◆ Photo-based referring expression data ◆

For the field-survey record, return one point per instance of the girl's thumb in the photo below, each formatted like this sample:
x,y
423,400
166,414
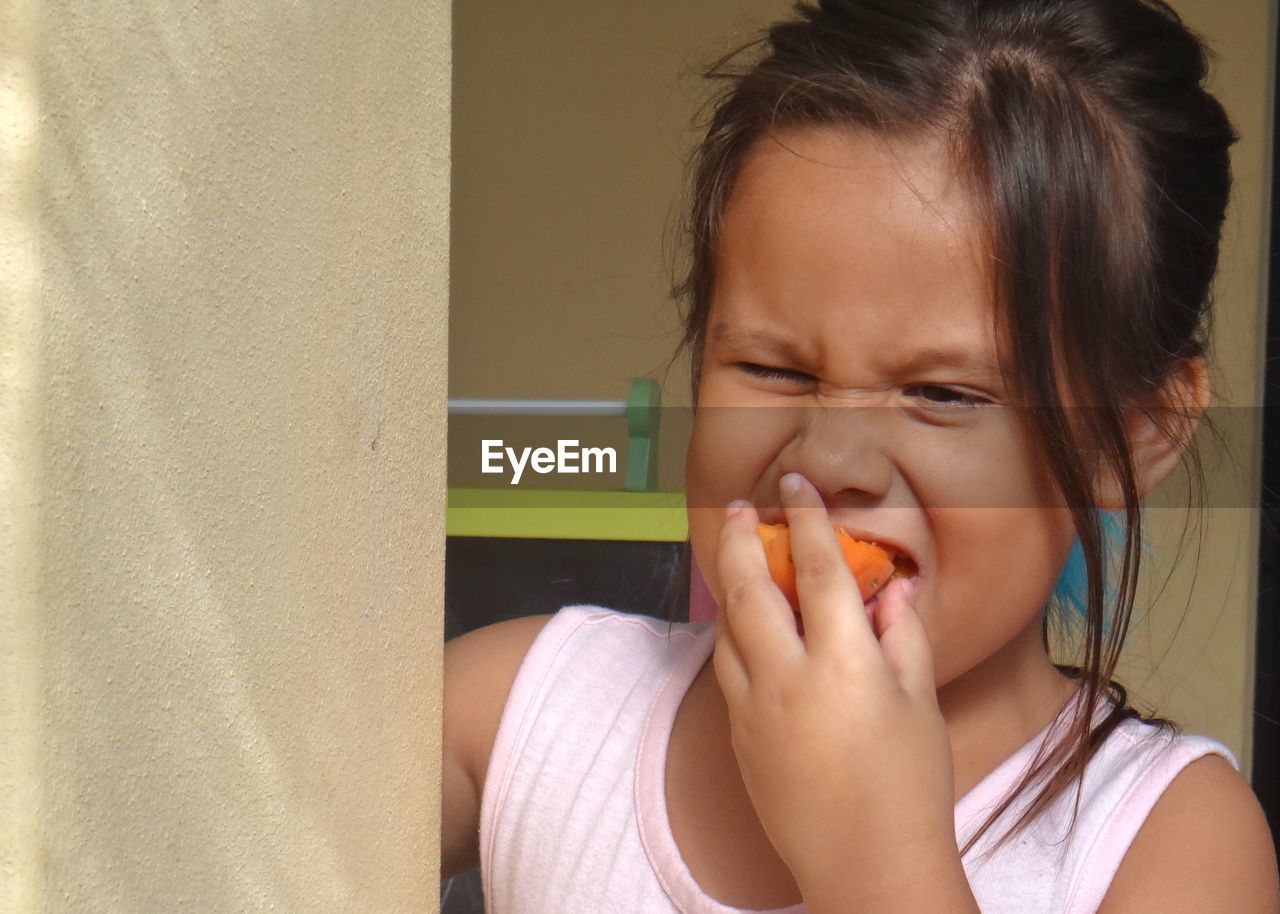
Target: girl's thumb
x,y
904,641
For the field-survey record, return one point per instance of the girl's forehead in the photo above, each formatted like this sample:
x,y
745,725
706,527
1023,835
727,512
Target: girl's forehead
x,y
845,241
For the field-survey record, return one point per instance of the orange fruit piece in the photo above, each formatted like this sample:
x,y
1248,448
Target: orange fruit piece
x,y
871,563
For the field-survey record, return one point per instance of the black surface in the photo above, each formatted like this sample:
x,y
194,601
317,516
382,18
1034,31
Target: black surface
x,y
494,579
1266,688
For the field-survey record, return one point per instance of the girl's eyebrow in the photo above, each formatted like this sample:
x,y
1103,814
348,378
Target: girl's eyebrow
x,y
748,338
951,360
933,357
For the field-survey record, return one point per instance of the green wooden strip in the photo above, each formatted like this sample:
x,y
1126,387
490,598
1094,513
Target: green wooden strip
x,y
544,513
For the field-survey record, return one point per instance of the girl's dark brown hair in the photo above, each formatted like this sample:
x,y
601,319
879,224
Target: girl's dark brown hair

◆ Exercise directions ◆
All the lines that hold the word "hair" must appear in the answer, copied from the records.

◆ Result of this exercise ◆
For the field-survey record, return one point per instance of the girl's dark brown hair in the photo above, each formatted like this sample:
Target: girl's dark brown hair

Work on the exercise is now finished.